Potongan Dokumen:
********
Selang sebulan setelah peluncuran Spacecraft Candrayana-3 oleh India, Rusia meluncurkan Spacecraft Luna-25 pada 11 Agustus 2023. Keduanya memiliki tujuan pendaratan yang sama yaitu kutub utara bulan, namun rute yang diambil ambil masing-masing untuk mencapai bulan sangat berbeda.
Candrayana-3, lepas landas dari Bumi pada 24 Juli 2023 dengan membawa muatan peralatan ilmiah serta sebuah land rover kecil beroda enam untuk menjelajahi permukaan Bulan, dijadwalkan mendarat di permukaan Bulan pada tanggal 23 Agustus setelah terlebih dahulu melingkar beberapa kali di sekitar Bumi dan menghabiskan beberapa minggu mengorbit Bulan sebagai persiapan untuk mendarat. Sementara itu, Luna-25 ya2ng lepas landas sekitar pukul 2 pagi waktu Moskow pada tanggal 11 Agustus 20(11 malam GMT 10 Agustus), mengambil rute yang jauh lebih cepat dan lebih langsung menuju Bulan dan bisa mencapai permukaan dalam waktu sekitar 10 hari setelah peluncuran, yaitu pada tanggal 21 Agustus 2023.
Masing-masing wahana antariksa memiliki misi yang sama-sama menarik yaitu mencari deposit es air, yang diyakini ada di daerah yang teduh di sekitar Kutub Selatan Bulan. Es air ini memiliki nilai penting dalam eksplorasi antariksa, karena air es tersebut dapat diubah menjadi oksigen dan hidrogen, yang bisa menjadi sumber bahan bakar roket di masa depan di pangkalan Bulan dan oksigen untuk koloni manusia di masa depan. Dengan mengambil rute yang lebih cepat, Pejabat Badan Antariksa Rusia Roscosmos tidak menyembunyikan keinginan Rusia untuk menjadi yang pertama mendarat di Kutub Selatan Bulan.
Perlombaan yang dikenal sebagai persaingan antara Luna-25 dan Chandrayaan-3 mencerminkan awal dari era baru dalam eksplorasi Bulan. Di era ini, berbagai negara seperti Amerika Serikat, Israel, dan China, serta perusahaan-perusahaan swasta, tengah mengarahkan upaya mereka menuju Bulan dengan menggunakan wahana antariksa dan merencanakan misi berawak di masa depan. Meskipun bagi banyak pihak, persaingan ini hanya dianggap sebagai kompetisi yang bersahabat, tetapi pada kenyataannya, ini merupakan pertaruhan yang lebih dalam terkait eksplorasi manusia untuk menghasilkan perkembangan yang signifikan dalam penaklukan Tata Surya dalam beberapa dekade dan abad mendatang.
********
Data Tercatat:
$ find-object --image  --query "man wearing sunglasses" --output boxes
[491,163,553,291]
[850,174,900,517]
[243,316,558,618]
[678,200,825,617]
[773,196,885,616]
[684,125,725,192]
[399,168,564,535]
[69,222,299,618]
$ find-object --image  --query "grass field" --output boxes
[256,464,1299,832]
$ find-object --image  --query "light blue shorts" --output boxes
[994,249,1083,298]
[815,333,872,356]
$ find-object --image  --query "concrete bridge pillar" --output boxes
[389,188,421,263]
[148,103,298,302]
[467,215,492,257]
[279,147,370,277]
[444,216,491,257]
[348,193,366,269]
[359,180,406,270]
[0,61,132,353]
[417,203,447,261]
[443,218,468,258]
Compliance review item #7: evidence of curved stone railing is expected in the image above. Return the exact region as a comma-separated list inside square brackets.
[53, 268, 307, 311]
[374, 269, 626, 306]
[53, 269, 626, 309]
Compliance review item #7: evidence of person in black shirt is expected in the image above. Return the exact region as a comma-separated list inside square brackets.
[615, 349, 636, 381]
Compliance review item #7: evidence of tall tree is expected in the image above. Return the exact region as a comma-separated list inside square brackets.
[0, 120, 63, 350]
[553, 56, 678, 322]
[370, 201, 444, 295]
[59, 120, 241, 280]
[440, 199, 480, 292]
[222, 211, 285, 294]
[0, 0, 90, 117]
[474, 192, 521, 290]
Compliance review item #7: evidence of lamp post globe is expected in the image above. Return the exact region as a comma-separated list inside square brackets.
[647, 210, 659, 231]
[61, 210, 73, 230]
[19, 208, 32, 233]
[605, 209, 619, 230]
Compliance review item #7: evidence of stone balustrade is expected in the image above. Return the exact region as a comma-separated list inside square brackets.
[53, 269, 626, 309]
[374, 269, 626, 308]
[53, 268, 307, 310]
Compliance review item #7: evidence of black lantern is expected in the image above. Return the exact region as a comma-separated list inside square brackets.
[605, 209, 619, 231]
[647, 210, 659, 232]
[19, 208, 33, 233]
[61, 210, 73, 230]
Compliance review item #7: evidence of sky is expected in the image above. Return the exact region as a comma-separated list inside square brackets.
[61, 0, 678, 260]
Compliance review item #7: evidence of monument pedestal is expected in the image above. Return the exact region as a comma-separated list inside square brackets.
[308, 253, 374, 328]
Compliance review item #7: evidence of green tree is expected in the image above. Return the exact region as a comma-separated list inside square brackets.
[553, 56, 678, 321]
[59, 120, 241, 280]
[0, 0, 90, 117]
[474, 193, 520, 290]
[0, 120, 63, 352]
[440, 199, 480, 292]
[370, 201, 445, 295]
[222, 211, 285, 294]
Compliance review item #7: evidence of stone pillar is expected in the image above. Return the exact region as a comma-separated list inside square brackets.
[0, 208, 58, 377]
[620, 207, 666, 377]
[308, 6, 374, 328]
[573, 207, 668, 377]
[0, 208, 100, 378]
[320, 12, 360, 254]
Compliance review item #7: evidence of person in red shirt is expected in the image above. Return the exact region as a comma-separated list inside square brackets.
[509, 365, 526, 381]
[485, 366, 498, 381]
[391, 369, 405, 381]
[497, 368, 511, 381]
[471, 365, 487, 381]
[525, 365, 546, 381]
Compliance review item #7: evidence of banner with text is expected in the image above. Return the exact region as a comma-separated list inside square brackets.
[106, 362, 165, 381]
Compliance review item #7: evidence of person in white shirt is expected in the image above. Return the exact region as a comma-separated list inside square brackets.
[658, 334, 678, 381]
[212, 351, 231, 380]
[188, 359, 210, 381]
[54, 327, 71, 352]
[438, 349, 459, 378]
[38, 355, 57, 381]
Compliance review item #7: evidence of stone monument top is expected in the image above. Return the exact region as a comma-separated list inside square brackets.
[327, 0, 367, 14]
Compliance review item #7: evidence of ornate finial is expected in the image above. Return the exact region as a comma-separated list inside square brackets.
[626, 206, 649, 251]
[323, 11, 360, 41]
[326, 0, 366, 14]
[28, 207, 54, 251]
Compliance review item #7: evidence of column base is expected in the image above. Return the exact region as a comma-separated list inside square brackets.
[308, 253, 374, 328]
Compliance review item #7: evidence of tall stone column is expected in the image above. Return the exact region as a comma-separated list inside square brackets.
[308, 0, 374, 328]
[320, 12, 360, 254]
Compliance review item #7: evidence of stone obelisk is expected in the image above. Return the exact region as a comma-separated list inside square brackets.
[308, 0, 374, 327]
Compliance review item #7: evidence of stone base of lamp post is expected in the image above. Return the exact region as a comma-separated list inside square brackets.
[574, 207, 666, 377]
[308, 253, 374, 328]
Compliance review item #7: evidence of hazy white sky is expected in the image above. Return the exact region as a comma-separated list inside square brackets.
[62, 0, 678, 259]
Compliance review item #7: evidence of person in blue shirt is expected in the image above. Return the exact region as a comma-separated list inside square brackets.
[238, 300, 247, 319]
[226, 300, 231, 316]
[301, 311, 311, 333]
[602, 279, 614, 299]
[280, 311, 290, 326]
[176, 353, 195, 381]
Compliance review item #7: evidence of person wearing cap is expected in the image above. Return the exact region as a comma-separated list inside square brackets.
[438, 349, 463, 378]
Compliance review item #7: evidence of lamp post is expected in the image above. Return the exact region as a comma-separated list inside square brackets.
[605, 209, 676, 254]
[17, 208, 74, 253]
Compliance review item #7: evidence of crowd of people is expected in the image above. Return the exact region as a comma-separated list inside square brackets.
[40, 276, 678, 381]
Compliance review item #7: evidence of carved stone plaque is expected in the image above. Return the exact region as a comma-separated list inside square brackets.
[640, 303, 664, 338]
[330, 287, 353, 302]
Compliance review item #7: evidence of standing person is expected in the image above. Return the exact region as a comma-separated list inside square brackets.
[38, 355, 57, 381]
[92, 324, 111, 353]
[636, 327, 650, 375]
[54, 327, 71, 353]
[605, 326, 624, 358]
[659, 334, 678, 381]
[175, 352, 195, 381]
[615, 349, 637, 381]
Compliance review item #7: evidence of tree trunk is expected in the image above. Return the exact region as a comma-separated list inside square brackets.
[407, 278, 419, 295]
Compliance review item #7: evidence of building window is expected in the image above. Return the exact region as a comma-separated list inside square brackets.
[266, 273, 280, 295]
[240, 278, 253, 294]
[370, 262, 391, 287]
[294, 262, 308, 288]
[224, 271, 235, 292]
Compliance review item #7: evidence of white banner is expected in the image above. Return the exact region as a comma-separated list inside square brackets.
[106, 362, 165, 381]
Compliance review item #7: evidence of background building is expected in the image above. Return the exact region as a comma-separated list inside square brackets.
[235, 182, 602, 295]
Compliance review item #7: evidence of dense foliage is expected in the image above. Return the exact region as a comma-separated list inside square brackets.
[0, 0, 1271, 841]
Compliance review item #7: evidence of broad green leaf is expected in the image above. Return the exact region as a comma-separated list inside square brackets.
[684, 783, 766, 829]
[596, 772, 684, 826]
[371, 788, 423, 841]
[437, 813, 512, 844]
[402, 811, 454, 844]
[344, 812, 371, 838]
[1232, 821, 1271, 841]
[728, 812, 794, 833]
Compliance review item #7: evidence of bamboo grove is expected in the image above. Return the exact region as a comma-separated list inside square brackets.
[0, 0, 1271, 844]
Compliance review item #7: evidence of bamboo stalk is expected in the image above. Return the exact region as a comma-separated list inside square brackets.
********
Perintah Tugas 1: Dalam teks tentang misi Luna-25 dan Candrayana-3, pada tanggal berapa Candrayana-3 lepas landas dari Bumi?
Perintah Tugas 2: Tulis ulang kata demi kata bagian teks tentang misi Luna-25 dan Candrayana-3 dari "Candrayana-3, lepas landas" sampai "21 Agustus 2023.".
Baris-baris tersebut sama sekali tidak dipakai di sini.

Contoh Jawaban 1: Candrayana-3 lepas landas dari Bumi pada 24 Juli 2023.

Contoh Jawaban 2:
Candrayana-3, lepas landas dari Bumi pada 24 Juli 2023 dengan membawa muatan peralatan ilmiah serta sebuah land rover kecil beroda enam untuk menjelajahi permukaan Bulan, dijadwalkan mendarat di permukaan Bulan pada tanggal 23 Agustus setelah terlebih dahulu melingkar beberapa kali di sekitar Bumi dan menghabiskan beberapa minggu mengorbit Bulan sebagai persiapan untuk mendarat. Sementara itu, Luna-25 ya2ng lepas landas sekitar pukul 2 pagi waktu Moskow pada tanggal 11 Agustus 20(11 malam GMT 10 Agustus), mengambil rute yang jauh lebih cepat dan lebih langsung menuju Bulan dan bisa mencapai permukaan dalam waktu sekitar 10 hari setelah peluncuran, yaitu pada tanggal 21 Agustus 2023.